Segment Start: Data to process
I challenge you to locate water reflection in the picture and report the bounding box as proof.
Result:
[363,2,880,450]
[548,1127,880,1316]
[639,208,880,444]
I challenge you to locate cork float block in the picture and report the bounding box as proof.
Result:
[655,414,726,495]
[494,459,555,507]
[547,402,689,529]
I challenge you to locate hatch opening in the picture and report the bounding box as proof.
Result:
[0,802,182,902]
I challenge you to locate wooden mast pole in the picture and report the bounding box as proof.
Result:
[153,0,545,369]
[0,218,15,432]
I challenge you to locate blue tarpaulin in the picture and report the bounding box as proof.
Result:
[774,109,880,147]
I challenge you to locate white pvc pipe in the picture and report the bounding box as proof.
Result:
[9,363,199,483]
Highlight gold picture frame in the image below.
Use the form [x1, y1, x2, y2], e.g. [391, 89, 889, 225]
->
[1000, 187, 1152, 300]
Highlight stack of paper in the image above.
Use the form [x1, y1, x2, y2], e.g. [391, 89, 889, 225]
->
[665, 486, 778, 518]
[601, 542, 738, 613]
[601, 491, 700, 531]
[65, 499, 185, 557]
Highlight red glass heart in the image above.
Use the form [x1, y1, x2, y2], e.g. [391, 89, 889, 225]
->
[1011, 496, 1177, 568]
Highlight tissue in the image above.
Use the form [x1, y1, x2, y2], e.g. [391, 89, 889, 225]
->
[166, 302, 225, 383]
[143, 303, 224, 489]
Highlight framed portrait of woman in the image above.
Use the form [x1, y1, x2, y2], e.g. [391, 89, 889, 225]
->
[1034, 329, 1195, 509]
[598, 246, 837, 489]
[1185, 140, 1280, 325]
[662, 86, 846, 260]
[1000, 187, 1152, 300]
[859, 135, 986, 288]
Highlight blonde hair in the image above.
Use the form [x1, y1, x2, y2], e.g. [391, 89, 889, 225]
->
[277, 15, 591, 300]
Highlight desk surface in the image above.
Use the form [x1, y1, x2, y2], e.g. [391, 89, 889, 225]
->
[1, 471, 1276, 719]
Segment End: Data to process
## What you will do
Each line in which the string "above" is found must be copied from the data.

## Response area
Highlight stack of paper in the image above.
Highlight red glass heart in the image above.
Highlight tissue in the image above.
Highlight framed portrait of woman in the image above.
Highlight blonde hair in the image above.
Highlight desk surface in the image above.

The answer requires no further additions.